··· Extrait retenu ···

Interview de Monsieur Etienne HODY, Président du Tribunal de l'entreprise de Liège

Interview

Le 8 septembre 2023, Monsieur le Président Etienne HODY, président des divisions de Namur et Dinant, a prêté serment en tant que « super »-Président du Tribunal de l’Entreprise de Liège, suite à la place laissée vacante par Madame Fabienne BAYARD.

Laura Nicolini : Monsieur le Président, pour les avocats qui ne vous connaîtraient pas, quel est votre parcours professionnel ? Comment êtes-vous devenu Président du Tribunal de l’entreprise de Liège ?

Etienne Hody : Je suis Liégeois. J’ai prêté le serment d’avocat en 1989 et ai effectué mon stage auprès de Me Roger RASIR au sein du Cabinet HANNEQUART & RASIR (ndlr : aujourd’hui devenu elegis).

J’ai ensuite rejoint le Cabinet DEHIN-EVRARD-FIRKET et repris les dossiers de Philippe EVRARD (ndlr : devenu Président du Tribunal de Commerce également).

···

Tâches à réaliser:
a) Relevez toutes les personnes que l'interview désigne par leur prénom et leur nom.
b) Recopiez tout le passage de l'interview qui va de « Laura Nicolini : Monsieur » jusqu'à « l’entreprise de Liège ? ».
c) Reprenez l'interview à partir de l'endroit où elle s'arrête et poursuivez-la.

··· Enregistrements listés ···

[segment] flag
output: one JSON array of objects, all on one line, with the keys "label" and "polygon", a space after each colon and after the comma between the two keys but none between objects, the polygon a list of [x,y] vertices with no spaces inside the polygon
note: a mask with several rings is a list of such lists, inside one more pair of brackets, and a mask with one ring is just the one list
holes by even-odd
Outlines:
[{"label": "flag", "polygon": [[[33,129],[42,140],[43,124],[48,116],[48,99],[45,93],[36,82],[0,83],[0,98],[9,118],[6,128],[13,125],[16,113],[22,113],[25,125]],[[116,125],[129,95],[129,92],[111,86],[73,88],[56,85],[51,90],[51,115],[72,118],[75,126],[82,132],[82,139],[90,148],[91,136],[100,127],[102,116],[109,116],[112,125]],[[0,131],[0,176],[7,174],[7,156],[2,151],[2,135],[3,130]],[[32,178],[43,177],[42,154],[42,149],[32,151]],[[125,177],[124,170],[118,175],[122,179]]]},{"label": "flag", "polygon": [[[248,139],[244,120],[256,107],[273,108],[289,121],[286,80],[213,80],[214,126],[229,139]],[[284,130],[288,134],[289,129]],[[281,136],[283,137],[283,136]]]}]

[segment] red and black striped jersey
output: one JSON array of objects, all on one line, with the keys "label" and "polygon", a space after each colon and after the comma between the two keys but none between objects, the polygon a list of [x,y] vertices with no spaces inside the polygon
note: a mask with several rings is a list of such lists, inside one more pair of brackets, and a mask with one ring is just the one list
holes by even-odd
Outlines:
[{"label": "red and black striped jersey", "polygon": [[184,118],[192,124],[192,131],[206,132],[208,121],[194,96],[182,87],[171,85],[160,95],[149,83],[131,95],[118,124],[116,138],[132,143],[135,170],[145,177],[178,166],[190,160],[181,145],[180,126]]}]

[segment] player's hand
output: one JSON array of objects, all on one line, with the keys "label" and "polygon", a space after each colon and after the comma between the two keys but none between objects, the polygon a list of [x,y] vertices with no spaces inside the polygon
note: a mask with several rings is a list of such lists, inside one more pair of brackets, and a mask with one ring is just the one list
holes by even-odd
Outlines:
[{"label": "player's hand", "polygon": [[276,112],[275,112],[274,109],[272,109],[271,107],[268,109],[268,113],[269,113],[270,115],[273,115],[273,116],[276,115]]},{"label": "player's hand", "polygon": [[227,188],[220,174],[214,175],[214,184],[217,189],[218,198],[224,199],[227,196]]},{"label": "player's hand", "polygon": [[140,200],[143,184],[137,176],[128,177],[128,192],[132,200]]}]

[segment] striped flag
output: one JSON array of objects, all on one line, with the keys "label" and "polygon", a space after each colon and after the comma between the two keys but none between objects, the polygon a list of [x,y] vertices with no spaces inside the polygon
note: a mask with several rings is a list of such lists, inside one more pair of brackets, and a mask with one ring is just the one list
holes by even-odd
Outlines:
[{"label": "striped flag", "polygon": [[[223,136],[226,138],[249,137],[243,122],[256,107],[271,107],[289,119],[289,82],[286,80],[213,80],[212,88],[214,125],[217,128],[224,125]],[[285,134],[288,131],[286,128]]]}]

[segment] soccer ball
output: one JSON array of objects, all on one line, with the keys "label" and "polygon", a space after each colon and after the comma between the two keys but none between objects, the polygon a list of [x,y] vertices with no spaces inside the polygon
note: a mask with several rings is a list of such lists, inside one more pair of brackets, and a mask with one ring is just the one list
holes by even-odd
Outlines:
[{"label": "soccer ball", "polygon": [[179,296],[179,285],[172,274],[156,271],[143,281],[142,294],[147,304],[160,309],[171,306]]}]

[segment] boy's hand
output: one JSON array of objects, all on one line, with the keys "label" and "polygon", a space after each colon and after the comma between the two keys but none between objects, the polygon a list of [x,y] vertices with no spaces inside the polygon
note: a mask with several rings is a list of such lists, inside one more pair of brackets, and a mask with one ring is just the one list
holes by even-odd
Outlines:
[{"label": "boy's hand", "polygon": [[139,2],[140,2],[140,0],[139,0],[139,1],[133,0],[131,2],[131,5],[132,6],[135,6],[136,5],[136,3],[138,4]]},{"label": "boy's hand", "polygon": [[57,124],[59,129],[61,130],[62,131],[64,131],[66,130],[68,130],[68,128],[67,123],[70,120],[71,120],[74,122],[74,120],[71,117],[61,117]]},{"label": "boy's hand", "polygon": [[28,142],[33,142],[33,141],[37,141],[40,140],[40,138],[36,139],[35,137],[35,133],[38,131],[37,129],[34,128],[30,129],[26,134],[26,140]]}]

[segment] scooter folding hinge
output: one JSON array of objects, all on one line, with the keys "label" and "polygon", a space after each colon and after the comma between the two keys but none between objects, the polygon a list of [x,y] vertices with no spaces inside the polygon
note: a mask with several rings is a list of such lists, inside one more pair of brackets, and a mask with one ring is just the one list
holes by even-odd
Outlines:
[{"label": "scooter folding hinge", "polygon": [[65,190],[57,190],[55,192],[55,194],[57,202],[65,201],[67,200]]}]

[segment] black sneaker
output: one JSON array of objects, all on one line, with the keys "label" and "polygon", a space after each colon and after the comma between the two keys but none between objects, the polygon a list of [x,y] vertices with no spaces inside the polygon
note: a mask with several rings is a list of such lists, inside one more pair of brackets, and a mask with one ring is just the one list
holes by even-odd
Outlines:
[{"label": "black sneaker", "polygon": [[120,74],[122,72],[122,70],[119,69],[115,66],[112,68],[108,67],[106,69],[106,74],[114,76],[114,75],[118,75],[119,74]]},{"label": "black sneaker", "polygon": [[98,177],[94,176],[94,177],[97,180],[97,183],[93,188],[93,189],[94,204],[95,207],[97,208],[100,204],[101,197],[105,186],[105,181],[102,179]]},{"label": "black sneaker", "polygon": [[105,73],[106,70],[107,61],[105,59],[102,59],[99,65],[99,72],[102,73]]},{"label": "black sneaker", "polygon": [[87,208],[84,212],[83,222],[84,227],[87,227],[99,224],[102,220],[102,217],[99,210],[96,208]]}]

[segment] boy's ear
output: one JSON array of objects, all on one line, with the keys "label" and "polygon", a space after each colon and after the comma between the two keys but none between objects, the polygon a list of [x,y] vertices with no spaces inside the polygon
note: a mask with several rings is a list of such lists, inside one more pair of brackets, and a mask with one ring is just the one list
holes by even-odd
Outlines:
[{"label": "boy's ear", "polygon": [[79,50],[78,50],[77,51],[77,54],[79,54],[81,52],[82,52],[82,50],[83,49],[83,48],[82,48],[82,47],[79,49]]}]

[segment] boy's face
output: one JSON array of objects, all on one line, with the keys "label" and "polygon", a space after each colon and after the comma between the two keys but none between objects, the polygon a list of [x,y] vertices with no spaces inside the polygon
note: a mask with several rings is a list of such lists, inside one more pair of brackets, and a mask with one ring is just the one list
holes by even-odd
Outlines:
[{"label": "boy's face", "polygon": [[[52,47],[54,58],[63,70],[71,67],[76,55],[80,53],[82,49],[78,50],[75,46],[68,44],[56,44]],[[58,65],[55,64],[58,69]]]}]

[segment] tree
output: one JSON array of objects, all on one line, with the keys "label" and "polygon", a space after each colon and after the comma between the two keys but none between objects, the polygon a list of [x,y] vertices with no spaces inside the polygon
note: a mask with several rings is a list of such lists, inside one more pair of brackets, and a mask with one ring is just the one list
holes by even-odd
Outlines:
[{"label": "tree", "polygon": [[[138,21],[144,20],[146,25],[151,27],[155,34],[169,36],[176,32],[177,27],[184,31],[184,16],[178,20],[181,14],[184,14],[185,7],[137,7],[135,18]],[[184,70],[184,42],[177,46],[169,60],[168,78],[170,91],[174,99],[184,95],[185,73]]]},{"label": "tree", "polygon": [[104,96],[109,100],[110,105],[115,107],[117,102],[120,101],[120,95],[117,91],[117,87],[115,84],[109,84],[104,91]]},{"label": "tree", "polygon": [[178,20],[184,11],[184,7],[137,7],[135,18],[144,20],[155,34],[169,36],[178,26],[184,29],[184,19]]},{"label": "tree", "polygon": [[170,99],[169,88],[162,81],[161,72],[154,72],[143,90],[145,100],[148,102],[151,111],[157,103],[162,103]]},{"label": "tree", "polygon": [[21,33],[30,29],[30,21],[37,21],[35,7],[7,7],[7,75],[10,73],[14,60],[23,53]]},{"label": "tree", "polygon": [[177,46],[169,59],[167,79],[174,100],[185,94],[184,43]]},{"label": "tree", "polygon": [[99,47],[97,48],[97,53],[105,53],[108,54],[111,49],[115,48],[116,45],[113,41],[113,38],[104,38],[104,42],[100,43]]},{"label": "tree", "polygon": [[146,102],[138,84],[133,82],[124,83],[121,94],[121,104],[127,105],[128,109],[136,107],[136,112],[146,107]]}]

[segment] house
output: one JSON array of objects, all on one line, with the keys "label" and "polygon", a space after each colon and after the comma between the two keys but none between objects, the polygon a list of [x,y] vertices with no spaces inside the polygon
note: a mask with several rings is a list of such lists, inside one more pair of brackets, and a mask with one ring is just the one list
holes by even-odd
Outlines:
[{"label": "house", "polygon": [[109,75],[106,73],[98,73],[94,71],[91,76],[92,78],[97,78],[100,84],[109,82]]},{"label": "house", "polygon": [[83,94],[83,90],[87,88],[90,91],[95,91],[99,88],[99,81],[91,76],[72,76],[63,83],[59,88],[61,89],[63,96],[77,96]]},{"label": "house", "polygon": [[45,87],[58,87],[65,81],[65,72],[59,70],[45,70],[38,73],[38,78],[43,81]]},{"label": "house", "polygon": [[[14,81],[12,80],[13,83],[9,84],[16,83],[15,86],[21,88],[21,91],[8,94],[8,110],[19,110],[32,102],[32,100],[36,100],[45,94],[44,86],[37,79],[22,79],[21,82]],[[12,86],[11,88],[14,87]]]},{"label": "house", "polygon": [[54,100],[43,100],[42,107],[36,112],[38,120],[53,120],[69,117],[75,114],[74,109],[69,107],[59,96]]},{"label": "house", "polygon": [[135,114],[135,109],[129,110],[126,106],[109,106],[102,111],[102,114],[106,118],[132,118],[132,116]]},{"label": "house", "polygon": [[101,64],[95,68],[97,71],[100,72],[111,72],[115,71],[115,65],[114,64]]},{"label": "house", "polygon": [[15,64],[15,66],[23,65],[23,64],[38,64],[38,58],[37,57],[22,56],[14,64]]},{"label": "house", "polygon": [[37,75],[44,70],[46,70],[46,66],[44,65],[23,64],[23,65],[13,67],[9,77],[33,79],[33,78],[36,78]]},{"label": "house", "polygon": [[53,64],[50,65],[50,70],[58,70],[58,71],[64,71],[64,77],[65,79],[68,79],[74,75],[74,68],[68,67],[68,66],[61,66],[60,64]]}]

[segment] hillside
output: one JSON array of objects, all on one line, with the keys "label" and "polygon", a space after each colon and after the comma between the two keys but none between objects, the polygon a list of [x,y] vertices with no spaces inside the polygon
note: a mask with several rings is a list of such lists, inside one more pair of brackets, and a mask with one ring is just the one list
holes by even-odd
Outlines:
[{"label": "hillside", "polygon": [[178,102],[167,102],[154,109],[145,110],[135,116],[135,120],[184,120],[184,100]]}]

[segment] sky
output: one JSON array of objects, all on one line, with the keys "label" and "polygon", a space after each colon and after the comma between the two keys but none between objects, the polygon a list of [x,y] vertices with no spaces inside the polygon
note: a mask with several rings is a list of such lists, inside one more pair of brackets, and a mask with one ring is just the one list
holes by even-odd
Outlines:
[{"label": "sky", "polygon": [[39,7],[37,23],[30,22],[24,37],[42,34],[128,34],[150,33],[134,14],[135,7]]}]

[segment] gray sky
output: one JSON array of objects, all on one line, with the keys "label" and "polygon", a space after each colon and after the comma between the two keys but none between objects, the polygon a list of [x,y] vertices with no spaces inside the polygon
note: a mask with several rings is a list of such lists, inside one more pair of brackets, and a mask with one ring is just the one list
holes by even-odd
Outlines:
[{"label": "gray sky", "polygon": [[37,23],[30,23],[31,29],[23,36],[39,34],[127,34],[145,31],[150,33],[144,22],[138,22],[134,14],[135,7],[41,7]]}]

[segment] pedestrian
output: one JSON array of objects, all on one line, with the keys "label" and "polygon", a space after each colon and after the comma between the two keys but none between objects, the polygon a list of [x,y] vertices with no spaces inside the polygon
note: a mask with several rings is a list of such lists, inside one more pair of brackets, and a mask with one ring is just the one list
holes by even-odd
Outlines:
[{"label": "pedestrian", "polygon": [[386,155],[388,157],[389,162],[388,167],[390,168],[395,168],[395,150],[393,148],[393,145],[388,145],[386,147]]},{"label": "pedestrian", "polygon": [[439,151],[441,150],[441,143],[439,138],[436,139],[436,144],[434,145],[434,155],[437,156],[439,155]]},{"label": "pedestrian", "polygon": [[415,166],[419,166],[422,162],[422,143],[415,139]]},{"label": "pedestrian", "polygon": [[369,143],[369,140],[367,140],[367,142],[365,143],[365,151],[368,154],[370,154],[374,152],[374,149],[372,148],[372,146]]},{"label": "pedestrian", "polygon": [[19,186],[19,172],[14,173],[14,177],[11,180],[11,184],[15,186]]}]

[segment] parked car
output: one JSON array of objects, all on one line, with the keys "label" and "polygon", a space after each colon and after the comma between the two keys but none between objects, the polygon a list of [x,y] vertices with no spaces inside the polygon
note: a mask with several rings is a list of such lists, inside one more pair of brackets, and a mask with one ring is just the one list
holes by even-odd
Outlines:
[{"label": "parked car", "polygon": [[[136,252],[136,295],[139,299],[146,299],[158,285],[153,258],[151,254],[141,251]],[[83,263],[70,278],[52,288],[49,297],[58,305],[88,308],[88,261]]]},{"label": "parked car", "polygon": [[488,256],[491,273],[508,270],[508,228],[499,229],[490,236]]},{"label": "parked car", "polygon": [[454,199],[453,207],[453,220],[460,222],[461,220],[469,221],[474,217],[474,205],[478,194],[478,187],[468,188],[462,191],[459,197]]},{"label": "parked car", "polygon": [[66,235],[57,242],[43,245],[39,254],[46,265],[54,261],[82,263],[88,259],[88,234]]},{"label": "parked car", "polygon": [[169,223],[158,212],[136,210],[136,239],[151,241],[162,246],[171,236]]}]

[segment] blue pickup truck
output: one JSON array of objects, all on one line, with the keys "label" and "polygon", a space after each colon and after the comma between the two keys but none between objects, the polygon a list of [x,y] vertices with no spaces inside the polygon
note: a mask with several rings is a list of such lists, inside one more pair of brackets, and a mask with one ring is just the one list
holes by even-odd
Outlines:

···

Réponses par tâche:
a) Etienne HODY, Fabienne BAYARD, Laura Nicolini, Roger RASIR, Philippe EVRARD

b)
Laura Nicolini : Monsieur le Président, pour les avocats qui ne vous connaîtraient pas, quel est votre parcours professionnel ? Comment êtes-vous devenu Président du Tribunal de l’entreprise de Liège ?

c)
Je suis resté associé à Me Michel FIRKET jusqu’en 2003, date à laquelle j’ai rejoint la magistrature.

J’ai passé l’examen d’aptitude et ai été ensuite nommé au Tribunal de Commerce, à l’époque, de Bruxelles au sein duquel je suis resté jusqu’en 2015. J’y ai connu à peu près toutes les matières commerciales, à l’exception de la PRJ qui n’est d’ailleurs apparue qu’en 2009.

J’ai eu l’opportunité en 2015 de revenir sur Liège pour me mettre dans le sillage de l’ancienne Présidente du Tribunal de commerce de Namur-Dinant qui allait prendre sa pension ; j’ai ainsi été élu président de division dès décembre 2015.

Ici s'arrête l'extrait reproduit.